# TASK GOAL
Repeat the following lines exactly and nothing else: the line containing "Every instance of the brick" and each line after it through the end of the listing.

# MATERIAL PROVIDED
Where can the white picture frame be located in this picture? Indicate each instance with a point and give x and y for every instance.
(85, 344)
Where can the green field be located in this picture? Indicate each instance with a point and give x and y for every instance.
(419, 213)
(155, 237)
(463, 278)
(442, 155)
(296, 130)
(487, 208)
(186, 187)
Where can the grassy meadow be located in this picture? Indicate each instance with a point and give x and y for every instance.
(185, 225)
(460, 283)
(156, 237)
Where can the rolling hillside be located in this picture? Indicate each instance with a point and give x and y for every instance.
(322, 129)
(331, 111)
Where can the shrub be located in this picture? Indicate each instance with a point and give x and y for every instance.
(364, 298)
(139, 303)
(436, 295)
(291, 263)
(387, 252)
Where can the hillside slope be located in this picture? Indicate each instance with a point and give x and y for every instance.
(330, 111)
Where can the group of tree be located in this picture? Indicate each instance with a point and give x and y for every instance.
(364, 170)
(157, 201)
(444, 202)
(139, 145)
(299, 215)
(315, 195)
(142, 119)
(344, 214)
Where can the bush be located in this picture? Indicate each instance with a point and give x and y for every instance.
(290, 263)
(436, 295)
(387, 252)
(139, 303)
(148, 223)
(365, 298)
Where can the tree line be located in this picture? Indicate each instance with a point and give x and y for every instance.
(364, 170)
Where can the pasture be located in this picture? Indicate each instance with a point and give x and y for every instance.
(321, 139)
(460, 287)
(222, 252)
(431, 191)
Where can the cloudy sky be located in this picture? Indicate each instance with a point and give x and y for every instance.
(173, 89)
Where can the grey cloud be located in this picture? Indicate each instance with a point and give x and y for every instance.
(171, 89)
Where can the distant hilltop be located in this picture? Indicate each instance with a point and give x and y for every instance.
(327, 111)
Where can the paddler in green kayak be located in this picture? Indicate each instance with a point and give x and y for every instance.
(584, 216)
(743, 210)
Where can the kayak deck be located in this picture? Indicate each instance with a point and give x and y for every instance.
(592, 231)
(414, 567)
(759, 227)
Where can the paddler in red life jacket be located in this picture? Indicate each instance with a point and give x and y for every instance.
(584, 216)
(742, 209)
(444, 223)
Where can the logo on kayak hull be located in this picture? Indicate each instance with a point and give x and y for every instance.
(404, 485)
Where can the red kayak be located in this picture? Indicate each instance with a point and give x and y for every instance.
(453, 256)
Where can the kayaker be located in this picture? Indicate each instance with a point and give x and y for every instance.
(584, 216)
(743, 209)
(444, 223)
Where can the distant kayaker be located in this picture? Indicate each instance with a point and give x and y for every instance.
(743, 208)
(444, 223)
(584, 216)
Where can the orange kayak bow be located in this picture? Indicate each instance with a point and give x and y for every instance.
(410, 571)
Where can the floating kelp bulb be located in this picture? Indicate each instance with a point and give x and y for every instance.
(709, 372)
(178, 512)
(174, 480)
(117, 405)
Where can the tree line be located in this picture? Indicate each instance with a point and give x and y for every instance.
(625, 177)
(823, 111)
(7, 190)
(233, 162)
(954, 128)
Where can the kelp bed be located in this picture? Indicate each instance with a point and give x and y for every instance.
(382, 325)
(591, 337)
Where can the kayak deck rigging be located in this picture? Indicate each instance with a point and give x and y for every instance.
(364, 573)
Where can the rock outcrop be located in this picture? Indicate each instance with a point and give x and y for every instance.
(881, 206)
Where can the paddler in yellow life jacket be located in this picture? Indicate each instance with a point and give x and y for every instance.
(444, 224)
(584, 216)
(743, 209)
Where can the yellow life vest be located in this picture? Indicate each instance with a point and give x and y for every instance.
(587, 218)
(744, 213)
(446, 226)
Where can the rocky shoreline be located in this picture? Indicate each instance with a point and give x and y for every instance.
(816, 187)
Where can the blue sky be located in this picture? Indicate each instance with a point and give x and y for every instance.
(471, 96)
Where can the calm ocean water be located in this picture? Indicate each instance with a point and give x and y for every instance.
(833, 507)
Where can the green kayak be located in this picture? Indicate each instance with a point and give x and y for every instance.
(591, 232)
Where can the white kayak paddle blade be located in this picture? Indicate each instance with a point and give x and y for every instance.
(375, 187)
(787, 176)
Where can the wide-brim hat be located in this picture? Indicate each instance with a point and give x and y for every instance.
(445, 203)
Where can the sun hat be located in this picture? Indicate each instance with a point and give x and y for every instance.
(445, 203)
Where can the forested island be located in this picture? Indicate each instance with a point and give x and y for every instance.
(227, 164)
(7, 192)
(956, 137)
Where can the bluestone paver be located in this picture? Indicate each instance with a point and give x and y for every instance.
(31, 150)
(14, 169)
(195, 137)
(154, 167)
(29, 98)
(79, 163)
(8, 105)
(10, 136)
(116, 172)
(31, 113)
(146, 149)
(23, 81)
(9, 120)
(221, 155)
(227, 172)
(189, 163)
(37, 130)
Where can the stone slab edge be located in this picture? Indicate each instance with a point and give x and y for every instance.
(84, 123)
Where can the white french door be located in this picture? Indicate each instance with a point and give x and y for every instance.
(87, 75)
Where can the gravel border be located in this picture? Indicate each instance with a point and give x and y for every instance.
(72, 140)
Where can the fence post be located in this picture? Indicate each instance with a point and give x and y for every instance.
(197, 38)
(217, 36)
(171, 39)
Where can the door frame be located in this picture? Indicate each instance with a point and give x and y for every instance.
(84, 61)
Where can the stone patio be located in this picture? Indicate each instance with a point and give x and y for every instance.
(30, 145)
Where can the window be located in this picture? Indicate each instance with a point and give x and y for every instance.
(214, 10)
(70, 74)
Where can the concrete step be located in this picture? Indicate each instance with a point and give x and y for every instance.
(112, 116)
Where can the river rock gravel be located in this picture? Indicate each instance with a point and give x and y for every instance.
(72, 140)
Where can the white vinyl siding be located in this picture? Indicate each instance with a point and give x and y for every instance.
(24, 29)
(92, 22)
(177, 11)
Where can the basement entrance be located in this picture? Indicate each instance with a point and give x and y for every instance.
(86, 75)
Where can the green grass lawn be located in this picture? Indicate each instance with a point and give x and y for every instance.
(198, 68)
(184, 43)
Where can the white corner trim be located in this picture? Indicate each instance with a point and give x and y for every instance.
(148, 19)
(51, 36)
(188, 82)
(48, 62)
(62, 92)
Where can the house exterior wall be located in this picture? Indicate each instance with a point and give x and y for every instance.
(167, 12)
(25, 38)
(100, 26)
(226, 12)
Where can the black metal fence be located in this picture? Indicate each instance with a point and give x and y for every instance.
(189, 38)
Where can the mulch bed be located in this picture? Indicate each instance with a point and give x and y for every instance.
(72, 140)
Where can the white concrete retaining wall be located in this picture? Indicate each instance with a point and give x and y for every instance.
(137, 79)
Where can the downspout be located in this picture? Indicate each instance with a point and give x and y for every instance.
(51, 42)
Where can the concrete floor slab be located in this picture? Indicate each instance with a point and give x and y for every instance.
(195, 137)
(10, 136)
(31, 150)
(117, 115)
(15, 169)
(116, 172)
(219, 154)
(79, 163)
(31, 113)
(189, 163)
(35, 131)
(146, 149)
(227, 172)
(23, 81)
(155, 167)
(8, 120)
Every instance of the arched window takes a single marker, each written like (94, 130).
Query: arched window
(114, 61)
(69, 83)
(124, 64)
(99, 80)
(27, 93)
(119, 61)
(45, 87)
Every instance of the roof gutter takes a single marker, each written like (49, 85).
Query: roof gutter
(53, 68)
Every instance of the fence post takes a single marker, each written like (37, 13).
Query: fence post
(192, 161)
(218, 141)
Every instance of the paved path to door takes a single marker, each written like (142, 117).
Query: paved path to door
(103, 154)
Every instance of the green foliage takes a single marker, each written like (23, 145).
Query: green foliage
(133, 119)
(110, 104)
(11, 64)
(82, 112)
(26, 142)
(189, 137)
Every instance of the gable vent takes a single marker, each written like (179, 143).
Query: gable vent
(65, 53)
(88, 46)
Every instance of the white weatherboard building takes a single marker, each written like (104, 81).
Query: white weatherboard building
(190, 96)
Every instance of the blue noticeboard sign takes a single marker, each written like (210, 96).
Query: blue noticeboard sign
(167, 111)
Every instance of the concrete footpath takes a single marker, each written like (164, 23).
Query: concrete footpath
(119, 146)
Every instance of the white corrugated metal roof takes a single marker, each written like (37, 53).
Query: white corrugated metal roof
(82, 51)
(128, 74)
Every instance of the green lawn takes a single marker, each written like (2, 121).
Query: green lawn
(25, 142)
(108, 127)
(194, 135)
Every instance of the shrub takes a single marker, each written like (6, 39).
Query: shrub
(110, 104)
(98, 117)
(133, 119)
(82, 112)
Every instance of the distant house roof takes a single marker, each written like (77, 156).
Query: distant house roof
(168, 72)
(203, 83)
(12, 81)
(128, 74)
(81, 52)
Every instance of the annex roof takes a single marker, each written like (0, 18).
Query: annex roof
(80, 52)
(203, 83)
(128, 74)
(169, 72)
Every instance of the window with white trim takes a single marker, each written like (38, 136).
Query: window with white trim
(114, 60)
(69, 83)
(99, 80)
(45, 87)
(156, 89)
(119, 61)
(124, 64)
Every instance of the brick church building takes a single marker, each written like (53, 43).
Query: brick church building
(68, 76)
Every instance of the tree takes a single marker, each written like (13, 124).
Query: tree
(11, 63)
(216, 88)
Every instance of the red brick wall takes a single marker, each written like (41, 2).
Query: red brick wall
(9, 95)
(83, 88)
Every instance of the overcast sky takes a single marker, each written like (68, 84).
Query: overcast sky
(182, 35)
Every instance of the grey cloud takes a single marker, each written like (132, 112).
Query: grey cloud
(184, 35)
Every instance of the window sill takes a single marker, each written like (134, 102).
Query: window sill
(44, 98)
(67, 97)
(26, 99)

# EXERCISE RESULT
Every instance of the brick church building takes a single marker, each written like (53, 43).
Query: brick church building
(68, 76)
Every instance of the tree takes a single marker, each written like (13, 124).
Query: tree
(11, 63)
(216, 88)
Every instance of the red brick wall takes a single marker, each written like (41, 2).
Query: red brick wall
(9, 95)
(83, 88)
Every instance of the overcast sky takes a single marker, each written like (68, 84).
Query: overcast sky
(182, 35)
Every instance of the grey cloud takes a single marker, each written like (132, 112).
Query: grey cloud
(184, 35)
Every instance of the window sill takes a single marker, each written like (134, 102).
Query: window sill
(44, 98)
(67, 97)
(26, 99)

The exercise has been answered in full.